(Try it) The expected output is exactly the lines below, starting at the line with "the white marking" and ending at the line with "the foal's hind", both included; no other line belongs in it.

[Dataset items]

....

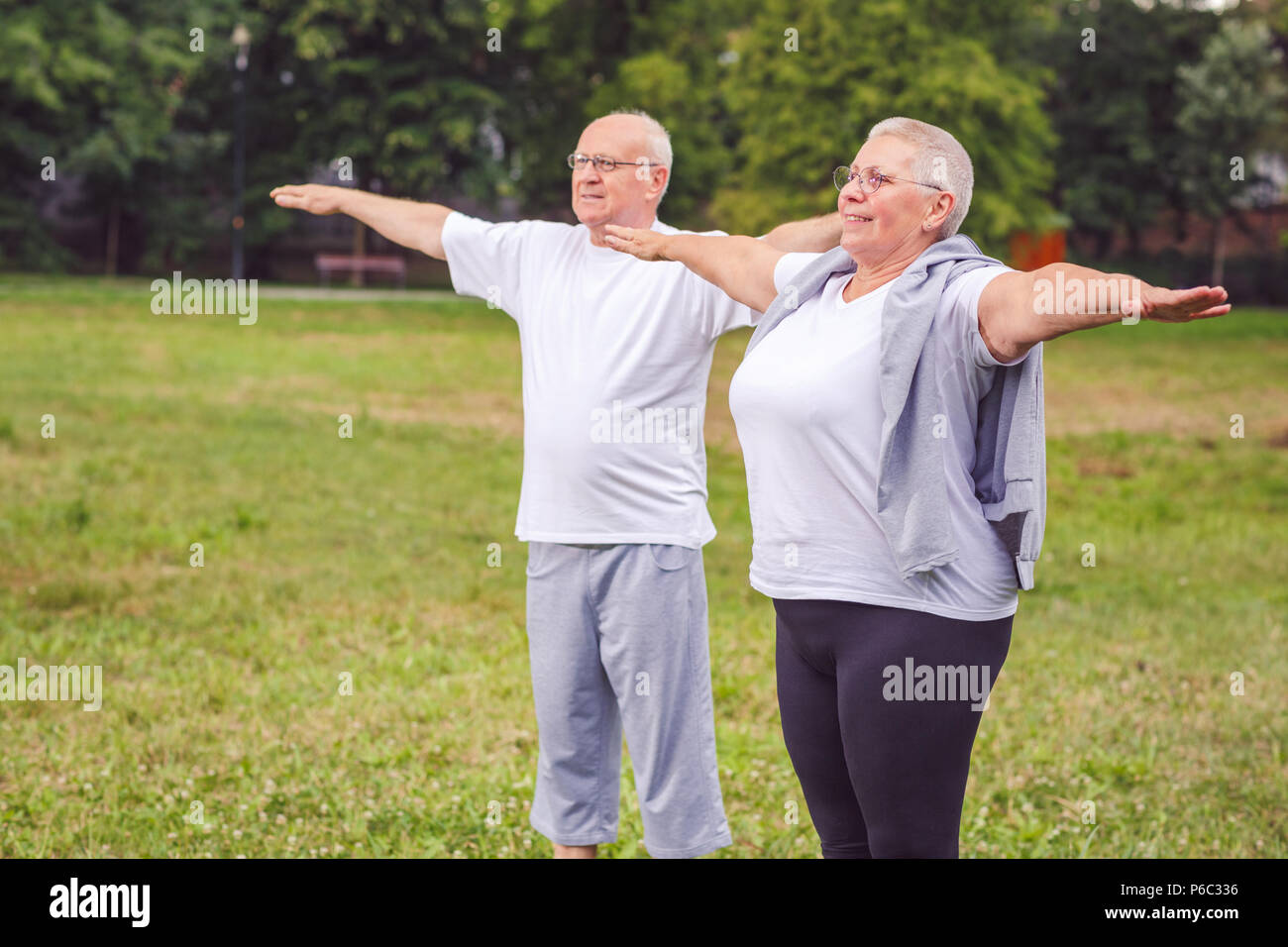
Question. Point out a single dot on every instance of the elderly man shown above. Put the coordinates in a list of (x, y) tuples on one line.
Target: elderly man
[(890, 415), (616, 356)]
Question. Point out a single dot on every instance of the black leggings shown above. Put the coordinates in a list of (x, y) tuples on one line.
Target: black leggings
[(884, 772)]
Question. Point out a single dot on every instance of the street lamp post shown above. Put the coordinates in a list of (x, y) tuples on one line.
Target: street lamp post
[(241, 39)]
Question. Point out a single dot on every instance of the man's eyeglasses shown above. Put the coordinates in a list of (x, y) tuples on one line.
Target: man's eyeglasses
[(870, 179), (604, 163)]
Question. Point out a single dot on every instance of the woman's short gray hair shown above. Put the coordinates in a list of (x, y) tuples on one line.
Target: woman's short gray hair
[(940, 161)]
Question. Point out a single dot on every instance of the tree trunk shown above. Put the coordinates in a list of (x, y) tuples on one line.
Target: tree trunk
[(114, 237), (1219, 253), (360, 249)]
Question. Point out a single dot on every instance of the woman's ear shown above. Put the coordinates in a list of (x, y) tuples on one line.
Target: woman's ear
[(939, 211)]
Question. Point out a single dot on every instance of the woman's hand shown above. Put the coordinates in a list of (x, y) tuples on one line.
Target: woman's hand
[(1183, 305), (647, 245), (314, 198)]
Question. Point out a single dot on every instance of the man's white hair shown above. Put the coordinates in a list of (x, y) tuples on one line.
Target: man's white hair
[(658, 144), (940, 159)]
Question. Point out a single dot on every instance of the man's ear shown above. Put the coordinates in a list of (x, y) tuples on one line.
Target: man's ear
[(658, 178)]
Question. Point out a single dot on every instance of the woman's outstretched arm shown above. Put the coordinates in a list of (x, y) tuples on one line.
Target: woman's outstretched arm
[(1017, 311)]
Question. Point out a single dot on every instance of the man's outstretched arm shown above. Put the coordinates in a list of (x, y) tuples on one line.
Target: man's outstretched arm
[(814, 235), (411, 223)]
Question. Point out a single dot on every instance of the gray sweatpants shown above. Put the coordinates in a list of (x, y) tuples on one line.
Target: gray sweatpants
[(617, 637)]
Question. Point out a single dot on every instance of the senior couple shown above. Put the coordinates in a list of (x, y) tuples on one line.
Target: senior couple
[(890, 416)]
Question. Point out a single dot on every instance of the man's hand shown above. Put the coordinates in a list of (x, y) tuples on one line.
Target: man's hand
[(408, 223), (647, 245), (316, 198), (1180, 305)]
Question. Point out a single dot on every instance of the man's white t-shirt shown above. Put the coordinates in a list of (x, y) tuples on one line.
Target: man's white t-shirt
[(806, 403), (616, 359)]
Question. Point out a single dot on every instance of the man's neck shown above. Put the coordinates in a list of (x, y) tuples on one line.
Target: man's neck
[(596, 232)]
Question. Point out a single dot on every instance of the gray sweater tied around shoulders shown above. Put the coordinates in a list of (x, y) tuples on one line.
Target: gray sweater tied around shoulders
[(1010, 437)]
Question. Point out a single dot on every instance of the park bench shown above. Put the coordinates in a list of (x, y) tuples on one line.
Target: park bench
[(330, 263)]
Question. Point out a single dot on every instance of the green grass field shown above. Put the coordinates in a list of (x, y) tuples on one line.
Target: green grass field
[(369, 557)]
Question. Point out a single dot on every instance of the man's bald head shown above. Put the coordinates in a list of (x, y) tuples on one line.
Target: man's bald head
[(647, 136), (629, 193)]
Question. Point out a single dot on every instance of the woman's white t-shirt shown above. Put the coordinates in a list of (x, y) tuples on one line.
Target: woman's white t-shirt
[(806, 403)]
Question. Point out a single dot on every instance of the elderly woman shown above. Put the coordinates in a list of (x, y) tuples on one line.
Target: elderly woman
[(890, 414)]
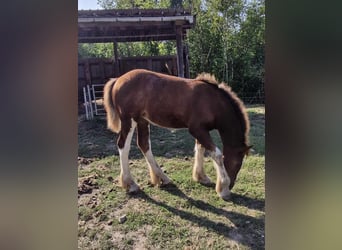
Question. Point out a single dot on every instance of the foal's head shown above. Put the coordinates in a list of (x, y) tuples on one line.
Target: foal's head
[(233, 158)]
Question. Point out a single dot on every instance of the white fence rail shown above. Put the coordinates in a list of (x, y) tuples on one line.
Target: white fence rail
[(93, 100)]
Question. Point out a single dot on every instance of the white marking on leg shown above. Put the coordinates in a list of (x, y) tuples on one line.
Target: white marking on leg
[(155, 171), (198, 170), (126, 177), (223, 180)]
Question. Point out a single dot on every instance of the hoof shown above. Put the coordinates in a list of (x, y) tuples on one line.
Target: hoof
[(225, 194), (133, 188), (204, 180)]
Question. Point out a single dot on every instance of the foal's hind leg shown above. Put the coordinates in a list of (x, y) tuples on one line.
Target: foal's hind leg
[(198, 170), (223, 181), (124, 144), (158, 177)]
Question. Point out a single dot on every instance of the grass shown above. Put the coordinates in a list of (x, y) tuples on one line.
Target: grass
[(185, 215)]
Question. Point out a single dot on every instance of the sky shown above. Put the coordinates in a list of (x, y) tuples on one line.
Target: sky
[(88, 5)]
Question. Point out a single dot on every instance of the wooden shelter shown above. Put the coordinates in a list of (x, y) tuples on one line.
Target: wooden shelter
[(132, 25)]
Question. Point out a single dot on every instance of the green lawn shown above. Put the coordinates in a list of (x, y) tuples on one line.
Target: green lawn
[(185, 215)]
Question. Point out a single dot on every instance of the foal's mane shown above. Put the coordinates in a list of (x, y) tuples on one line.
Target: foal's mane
[(237, 104)]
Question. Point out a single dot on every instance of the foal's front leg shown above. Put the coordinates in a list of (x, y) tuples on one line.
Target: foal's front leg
[(198, 170), (223, 181), (124, 144), (158, 177)]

....

(Output of the exercise)
Question. Point out a single dot on every instance of the white marking on leg shown above. Put the coordinates in a list of (x, y) tuples on one line.
Target: white marking on leg
[(155, 171), (198, 170), (126, 177), (223, 180)]
Question. Point out a single dot on every instance of the hoof shown above. Put the coordinates in a list of (x, y) tuples on one line.
Target: hoof
[(225, 194), (133, 188), (204, 180)]
Question. Point out a single dot on every instance of the foal's hind leg shown above. Put the coordinates in a list of (x, y) tuples on one line.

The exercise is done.